— START —
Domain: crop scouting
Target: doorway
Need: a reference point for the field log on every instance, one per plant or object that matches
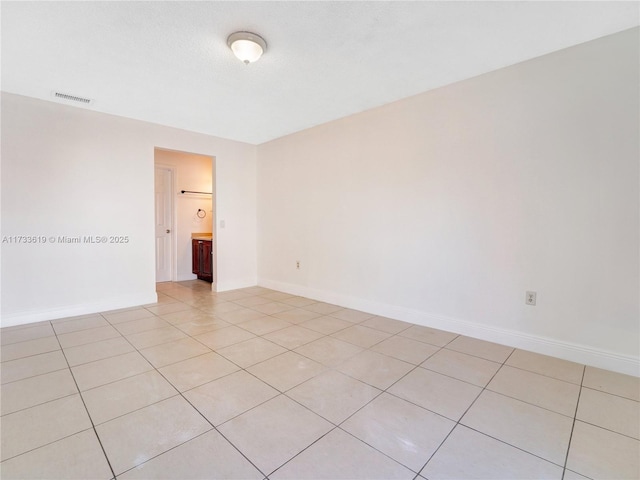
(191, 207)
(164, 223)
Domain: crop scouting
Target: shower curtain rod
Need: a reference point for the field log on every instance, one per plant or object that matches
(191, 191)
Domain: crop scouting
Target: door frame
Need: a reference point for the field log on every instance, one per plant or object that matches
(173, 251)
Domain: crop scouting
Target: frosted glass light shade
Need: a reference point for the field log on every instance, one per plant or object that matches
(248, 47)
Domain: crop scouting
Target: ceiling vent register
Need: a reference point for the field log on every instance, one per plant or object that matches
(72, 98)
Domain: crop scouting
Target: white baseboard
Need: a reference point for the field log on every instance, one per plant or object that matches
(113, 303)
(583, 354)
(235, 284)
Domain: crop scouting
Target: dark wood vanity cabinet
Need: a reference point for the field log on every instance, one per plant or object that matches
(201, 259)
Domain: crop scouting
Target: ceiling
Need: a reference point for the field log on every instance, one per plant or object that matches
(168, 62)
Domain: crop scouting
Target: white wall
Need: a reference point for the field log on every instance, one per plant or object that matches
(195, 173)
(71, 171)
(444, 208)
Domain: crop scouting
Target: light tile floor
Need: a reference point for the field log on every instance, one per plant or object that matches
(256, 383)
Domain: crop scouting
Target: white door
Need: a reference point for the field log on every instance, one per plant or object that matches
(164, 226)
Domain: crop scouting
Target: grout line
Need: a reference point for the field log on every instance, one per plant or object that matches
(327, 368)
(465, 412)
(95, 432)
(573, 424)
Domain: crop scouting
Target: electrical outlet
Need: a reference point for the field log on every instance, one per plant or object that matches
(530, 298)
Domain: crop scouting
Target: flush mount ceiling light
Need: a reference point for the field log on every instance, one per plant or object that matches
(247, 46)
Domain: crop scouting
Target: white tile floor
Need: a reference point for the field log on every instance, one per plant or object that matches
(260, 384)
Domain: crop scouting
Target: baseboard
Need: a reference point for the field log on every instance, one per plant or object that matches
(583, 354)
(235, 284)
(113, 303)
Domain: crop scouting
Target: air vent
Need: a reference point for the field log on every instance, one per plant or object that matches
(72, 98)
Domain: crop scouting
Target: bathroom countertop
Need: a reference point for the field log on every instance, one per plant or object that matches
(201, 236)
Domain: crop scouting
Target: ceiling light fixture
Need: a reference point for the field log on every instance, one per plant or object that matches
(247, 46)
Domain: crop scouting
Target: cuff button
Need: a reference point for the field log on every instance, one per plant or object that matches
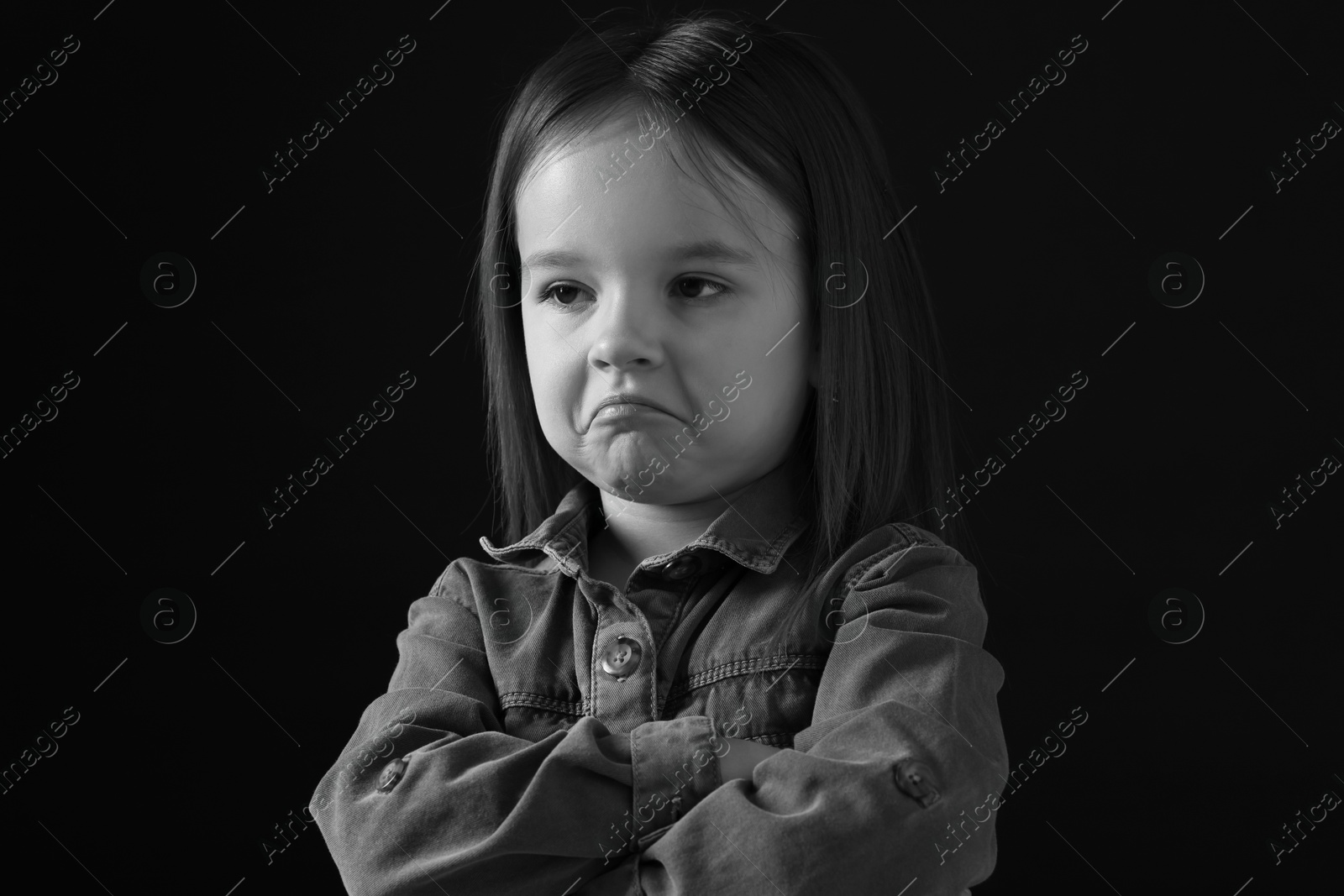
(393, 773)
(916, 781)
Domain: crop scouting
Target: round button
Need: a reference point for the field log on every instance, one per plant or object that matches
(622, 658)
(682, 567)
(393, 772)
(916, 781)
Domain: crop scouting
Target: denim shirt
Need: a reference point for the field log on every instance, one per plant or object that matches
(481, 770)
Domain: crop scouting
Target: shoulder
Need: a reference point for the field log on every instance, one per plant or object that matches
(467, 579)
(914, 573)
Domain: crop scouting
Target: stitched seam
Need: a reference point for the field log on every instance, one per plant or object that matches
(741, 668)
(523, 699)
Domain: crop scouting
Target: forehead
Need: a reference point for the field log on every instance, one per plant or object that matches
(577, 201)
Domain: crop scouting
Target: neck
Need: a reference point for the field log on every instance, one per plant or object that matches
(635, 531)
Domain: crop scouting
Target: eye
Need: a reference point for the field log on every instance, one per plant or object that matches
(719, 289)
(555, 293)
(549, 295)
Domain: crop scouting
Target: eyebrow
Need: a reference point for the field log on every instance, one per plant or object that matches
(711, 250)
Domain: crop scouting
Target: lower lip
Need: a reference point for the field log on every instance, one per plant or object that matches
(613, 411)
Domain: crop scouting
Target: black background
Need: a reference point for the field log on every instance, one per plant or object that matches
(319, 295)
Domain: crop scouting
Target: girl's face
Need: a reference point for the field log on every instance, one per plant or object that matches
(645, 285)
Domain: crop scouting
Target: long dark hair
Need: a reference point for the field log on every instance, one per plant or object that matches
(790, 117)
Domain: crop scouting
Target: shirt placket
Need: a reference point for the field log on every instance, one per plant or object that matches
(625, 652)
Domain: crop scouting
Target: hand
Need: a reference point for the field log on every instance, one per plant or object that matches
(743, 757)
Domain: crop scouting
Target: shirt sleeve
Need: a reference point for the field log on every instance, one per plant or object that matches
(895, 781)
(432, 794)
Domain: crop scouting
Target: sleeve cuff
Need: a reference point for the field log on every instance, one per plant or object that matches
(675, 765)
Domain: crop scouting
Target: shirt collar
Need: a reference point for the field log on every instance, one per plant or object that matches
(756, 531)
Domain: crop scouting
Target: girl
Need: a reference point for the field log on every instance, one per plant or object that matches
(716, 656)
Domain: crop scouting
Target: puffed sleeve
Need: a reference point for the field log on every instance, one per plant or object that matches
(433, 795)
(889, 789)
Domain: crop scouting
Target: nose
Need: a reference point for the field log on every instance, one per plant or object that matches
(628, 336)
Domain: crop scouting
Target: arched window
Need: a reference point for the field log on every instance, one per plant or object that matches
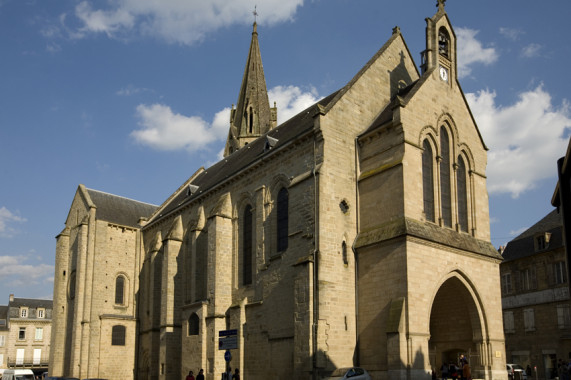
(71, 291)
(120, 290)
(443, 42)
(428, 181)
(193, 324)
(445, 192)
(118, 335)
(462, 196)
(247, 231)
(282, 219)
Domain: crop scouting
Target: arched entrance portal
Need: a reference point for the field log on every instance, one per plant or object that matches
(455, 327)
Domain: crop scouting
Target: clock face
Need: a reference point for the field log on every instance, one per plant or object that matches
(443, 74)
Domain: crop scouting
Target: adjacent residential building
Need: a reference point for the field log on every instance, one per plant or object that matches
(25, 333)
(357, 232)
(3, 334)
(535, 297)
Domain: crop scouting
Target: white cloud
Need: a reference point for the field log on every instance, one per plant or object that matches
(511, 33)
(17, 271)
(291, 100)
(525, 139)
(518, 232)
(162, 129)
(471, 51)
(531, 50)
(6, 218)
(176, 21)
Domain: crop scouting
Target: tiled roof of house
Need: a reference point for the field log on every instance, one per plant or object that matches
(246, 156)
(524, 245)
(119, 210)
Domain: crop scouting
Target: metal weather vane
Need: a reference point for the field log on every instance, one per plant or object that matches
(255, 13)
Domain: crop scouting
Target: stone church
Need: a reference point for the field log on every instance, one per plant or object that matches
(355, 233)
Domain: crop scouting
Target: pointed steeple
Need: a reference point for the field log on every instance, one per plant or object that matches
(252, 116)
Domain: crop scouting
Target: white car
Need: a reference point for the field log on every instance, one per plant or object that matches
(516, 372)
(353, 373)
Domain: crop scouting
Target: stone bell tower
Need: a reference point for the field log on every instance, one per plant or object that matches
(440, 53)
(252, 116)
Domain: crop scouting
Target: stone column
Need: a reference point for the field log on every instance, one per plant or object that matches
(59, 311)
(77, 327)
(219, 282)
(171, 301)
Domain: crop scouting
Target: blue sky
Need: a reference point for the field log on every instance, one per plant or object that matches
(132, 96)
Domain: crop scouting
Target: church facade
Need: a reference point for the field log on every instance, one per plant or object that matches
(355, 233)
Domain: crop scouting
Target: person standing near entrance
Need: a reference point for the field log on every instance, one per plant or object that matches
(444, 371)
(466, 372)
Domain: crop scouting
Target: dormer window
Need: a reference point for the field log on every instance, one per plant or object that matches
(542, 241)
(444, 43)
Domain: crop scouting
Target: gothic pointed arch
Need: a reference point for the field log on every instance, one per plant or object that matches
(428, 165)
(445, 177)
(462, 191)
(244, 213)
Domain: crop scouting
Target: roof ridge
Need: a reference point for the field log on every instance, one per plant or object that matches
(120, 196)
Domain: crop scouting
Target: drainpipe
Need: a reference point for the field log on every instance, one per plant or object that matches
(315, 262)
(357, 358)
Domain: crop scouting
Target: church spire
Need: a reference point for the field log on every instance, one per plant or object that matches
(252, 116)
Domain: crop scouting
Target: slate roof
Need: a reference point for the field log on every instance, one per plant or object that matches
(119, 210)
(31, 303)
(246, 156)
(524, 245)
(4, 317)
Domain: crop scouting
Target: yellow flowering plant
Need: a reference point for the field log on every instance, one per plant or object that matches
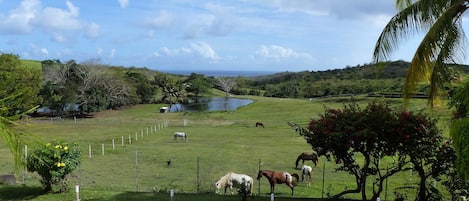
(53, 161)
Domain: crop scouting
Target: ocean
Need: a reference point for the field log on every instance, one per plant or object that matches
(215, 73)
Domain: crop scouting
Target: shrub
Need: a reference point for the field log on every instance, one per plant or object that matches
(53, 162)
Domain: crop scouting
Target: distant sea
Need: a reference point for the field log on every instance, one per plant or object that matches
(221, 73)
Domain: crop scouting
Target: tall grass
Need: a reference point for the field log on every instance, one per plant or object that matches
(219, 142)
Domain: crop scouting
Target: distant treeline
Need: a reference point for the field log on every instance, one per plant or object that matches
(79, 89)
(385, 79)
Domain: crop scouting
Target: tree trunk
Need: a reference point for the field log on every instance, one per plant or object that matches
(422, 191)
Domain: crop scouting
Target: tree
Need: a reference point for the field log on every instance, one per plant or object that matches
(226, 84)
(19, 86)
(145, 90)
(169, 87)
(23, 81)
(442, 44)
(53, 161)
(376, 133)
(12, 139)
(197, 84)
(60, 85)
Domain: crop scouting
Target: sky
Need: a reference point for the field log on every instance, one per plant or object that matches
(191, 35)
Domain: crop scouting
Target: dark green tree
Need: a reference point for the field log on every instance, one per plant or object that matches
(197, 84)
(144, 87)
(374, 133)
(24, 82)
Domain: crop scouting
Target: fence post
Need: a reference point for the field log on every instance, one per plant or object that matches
— END —
What is needed -> From the entries above, pull out every line that contains the string "entrance", treating uppercase and lowercase as different.

Final result ->
Target: arched entrance portal
Target: person standing near entrance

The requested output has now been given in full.